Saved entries
___
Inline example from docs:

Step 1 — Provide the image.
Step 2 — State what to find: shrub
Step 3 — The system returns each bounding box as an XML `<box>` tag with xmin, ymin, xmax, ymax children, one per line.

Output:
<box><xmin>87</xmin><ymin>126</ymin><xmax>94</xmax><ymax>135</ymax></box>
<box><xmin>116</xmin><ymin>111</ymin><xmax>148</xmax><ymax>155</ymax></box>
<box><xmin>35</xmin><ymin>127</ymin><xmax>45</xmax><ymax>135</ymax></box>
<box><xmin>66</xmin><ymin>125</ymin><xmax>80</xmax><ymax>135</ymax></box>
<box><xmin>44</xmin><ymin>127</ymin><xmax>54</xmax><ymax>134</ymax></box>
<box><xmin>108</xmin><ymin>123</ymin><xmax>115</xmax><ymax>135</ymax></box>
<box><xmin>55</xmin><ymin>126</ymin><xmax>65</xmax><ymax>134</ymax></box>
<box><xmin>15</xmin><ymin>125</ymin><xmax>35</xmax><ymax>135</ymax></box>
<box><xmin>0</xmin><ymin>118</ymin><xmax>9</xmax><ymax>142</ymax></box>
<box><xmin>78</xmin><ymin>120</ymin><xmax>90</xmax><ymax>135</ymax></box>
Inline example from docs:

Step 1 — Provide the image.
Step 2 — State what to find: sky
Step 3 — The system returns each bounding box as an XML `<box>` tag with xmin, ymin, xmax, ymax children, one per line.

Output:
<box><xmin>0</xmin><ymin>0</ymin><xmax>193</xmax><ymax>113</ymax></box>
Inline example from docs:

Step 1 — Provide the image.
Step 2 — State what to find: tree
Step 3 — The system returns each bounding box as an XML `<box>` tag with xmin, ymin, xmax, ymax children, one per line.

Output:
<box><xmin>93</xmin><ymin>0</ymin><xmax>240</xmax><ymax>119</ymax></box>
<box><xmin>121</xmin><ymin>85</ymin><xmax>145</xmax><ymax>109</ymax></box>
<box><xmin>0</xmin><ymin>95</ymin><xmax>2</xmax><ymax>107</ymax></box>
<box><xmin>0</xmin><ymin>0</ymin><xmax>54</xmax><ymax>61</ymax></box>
___
REQUEST: Copy the records above, changing every "Inline example from docs" to "Worked example from the documentation" and leaving everything else as it is.

RESULT OF THIS TASK:
Worked example from the documentation:

Step 1 — Provide the image.
Step 2 — State what to find: shrub
Step 3 — The system returns each bounding box as an XML `<box>` tag with xmin, ymin, xmax, ymax children, one per line.

Output:
<box><xmin>87</xmin><ymin>126</ymin><xmax>94</xmax><ymax>135</ymax></box>
<box><xmin>116</xmin><ymin>111</ymin><xmax>148</xmax><ymax>155</ymax></box>
<box><xmin>35</xmin><ymin>127</ymin><xmax>45</xmax><ymax>135</ymax></box>
<box><xmin>66</xmin><ymin>125</ymin><xmax>80</xmax><ymax>135</ymax></box>
<box><xmin>44</xmin><ymin>127</ymin><xmax>54</xmax><ymax>134</ymax></box>
<box><xmin>108</xmin><ymin>123</ymin><xmax>115</xmax><ymax>135</ymax></box>
<box><xmin>55</xmin><ymin>126</ymin><xmax>65</xmax><ymax>134</ymax></box>
<box><xmin>15</xmin><ymin>125</ymin><xmax>35</xmax><ymax>135</ymax></box>
<box><xmin>0</xmin><ymin>118</ymin><xmax>9</xmax><ymax>142</ymax></box>
<box><xmin>78</xmin><ymin>120</ymin><xmax>90</xmax><ymax>135</ymax></box>
Worked example from the documentation:

Step 1 — Provide the image.
Step 2 — State what to find: sky
Step 3 — The system returns each bounding box as an XML `<box>` tag with xmin, ymin, xmax, ymax children, one per line.

Output:
<box><xmin>0</xmin><ymin>0</ymin><xmax>193</xmax><ymax>113</ymax></box>
Worked example from the documentation:

Step 1 — Provide the image.
Step 2 — State what to find: tree
Step 3 — The system returns each bounding box as an XML `<box>` tag with xmin, ymin, xmax, ymax children, one per line.

Output:
<box><xmin>93</xmin><ymin>0</ymin><xmax>240</xmax><ymax>119</ymax></box>
<box><xmin>121</xmin><ymin>85</ymin><xmax>145</xmax><ymax>109</ymax></box>
<box><xmin>0</xmin><ymin>95</ymin><xmax>2</xmax><ymax>107</ymax></box>
<box><xmin>0</xmin><ymin>0</ymin><xmax>54</xmax><ymax>61</ymax></box>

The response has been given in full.